> **Short exercise**
Please reproduce the listing below with every "instance" swapped for "occurrence", leaving all else unchanged.

> **Data shown**
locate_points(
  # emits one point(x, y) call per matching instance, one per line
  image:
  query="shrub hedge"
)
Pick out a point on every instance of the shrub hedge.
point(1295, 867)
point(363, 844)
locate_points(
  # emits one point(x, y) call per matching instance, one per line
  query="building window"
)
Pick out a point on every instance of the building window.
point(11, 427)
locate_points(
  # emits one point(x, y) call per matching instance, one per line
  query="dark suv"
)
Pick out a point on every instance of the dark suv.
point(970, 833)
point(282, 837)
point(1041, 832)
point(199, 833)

> **Response**
locate_points(
  # emits one point(x, y) call per matching occurrence, one per line
  image:
  query="shrub hedge"
)
Pick out a point on every occurrence of the shrub hedge.
point(1295, 867)
point(363, 844)
locate_points(
  # emits one point(x, y) call per matching occurrence, one per line
  query="building window"
)
Pick out a point on every occurrence of the building window.
point(11, 427)
locate_points(
  # emits one point(x, y) call per matching occurrence, one per line
  query="dark suv"
)
Pick out a point on every occurrence of the dark suv.
point(970, 833)
point(282, 837)
point(1041, 832)
point(199, 833)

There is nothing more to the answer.